For all registered trials we extracted the number of participants for whom SAEs were reported, the number of persons at risk as reported on ClinicalTrials.gov, and the timeframe for which the events were reported. For trial IPD, event information was identified from the standard adverse event data tables within the CSDR or YODA repositories, and follow-up time was calculated as the number of days from randomisation to the end of follow-up. All IPD trials reported whether an event was classified as serious, however fewer trials provided details of classification (i.e. few trials specified what proportion of SAEs were hospitalisations and deaths versus other causes such as events resulting in impairment or disability). On examining 24 trials providing complete data for death and hospitalisation within YODA, the proportion of SAEs due to hospitalisation or death was generally high (for these 24 trials the proportions were 100% for ankylosing spondylitis, 82% for dementia, 97% for diabetes, 97% for IBD, 96% for psoriasis, 92% for psoriatic arthropathy and 87% for rheumatoid arthritis). SAE ascertainment in the routine care population is likely to be slightly lower than in the trial population.

Assessing demographics and multimorbidity

For trials, age and sex information was obtained at a summary level from trial registration reporting and directly from individual participant data. For the routine care population, age and sex were obtained from primary care data.

In order to explore the relationship between multimorbidity and SAEs in the trial IPD, we identified twenty-one comorbidities (cardiovascular disease, chronic pain, arthritis, affective disorders, acid-related disorders, asthma/chronic obstructive pulmonary disease, diabetes mellitus, osteoporosis, thyroid disease, thromboembolic disease, inflammatory conditions, benign prostatic hyperplasia, gout, glaucoma, urinary incontinence, erectile dysfunction, psychotic disorders, epilepsy, migraine, parkinsonism and dementia). These were identified using concomitant medication data. Concomitant medication data were used as a surrogate for prevalent multimorbidity as (to maintain patient confidentiality) medical history was frequently redacted in the trial datasets. Medication-based definitions were prespecified following clinical and epidemiological review, and are described in detail elsewhere [7]. Briefly, chronic conditions were grouped to allow identification of broad categories of conditions from medication use (e.g. the use of inhaled bronchodilators was taken to indicate ‘obstructive airways disease’, but we did not attempt to differentiate between asthma and chronic obstructive pulmonary disease). Furthermore, medications which were likely to be used for a diverse range of indications were not used to identify chronic conditions (e.g. we excluded tricyclic antidepressants from the list used to identify affective disorders as these are also used to treat chronic pain). Data from baseline recruitment were used to quantify a total multimorbidity count for each participant in each trial.

--*--

[Work request 1] According to the methods passage, why was concomitant medication data used as a surrogate for multimorbidity in the trial datasets?
[Work request 2] Summarize the methods passage in two sentences.
[Work request 3] Print the part of the methods passage that opens with the words "Assessing demographics and" and closes with "primary care data.".

[Extracted records]

--*--

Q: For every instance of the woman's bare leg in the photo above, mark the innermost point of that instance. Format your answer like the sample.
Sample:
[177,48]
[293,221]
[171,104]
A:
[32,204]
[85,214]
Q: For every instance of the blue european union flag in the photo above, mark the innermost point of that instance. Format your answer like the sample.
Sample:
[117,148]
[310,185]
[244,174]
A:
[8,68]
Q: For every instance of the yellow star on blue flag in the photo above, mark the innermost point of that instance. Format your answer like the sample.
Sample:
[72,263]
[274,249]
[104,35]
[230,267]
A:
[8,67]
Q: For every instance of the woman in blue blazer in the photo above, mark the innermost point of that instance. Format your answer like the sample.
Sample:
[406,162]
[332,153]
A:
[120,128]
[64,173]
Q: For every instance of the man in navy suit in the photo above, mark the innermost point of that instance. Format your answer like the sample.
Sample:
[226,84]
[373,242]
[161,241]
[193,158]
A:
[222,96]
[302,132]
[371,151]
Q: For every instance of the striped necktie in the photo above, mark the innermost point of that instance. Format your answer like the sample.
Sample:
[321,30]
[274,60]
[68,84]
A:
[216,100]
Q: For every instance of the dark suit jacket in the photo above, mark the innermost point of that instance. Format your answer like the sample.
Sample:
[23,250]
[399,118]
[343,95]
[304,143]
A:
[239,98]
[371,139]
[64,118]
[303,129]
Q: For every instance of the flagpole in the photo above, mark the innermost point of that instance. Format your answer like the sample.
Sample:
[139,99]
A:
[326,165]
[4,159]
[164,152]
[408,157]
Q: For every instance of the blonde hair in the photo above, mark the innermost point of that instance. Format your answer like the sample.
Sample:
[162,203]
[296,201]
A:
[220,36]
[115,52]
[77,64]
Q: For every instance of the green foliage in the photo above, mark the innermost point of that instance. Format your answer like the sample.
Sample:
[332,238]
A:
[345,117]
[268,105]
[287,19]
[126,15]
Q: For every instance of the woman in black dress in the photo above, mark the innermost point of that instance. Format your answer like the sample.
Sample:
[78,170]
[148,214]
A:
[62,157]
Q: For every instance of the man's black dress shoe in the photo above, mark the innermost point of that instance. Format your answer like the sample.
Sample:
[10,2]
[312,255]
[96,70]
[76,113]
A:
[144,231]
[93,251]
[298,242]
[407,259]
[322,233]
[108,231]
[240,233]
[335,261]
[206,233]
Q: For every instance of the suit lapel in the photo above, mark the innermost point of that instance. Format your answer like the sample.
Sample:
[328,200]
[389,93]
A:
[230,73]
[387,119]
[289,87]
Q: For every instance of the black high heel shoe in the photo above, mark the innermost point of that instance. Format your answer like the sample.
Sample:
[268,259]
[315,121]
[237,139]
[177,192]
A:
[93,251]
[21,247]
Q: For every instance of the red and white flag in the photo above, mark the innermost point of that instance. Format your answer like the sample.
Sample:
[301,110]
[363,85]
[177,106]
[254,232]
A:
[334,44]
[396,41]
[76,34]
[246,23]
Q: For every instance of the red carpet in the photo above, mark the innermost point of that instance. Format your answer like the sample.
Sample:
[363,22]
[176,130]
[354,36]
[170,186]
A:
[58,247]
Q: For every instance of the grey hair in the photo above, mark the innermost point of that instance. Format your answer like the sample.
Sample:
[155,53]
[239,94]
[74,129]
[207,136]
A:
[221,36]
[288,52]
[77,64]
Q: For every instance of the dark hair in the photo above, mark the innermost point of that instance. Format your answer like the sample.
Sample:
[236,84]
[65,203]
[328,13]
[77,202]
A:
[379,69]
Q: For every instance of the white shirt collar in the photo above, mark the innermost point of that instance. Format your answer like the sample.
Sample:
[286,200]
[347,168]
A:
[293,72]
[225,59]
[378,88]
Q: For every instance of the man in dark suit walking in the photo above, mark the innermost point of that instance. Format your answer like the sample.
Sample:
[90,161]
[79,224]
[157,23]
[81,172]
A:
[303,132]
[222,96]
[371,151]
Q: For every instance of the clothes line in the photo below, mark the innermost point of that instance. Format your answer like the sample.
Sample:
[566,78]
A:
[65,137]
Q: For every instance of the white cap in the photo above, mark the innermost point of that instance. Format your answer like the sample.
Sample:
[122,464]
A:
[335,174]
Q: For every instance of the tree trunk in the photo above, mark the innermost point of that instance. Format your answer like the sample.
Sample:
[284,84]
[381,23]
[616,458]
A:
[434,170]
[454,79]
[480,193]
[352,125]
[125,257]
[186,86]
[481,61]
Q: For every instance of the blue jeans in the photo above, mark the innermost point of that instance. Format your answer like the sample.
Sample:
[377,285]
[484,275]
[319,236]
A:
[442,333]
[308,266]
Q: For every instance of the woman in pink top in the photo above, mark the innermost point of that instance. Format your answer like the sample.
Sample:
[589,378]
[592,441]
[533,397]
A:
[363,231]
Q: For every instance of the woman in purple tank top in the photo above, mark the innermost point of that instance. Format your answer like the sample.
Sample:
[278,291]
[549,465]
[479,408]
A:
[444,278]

--*--

[Exercise response 1] Medical history was frequently redacted in the trial datasets to maintain patient confidentiality.

[Exercise response 2] For registered trials and trial individual participant data, the researchers extracted counts of participants with serious adverse events, the number at risk, and the follow-up timeframe, and in 24 YODA trials most serious adverse events were due to hospitalization or death. Age and sex came from trial registrations, participant data, and primary care data, while twenty-one comorbidities were identified from concomitant medication data because medical history was often redacted.

[Exercise response 3]
Assessing demographics and multimorbidity

For trials, age and sex information was obtained at a summary level from trial registration reporting and directly from individual participant data. For the routine care population, age and sex were obtained from primary care data.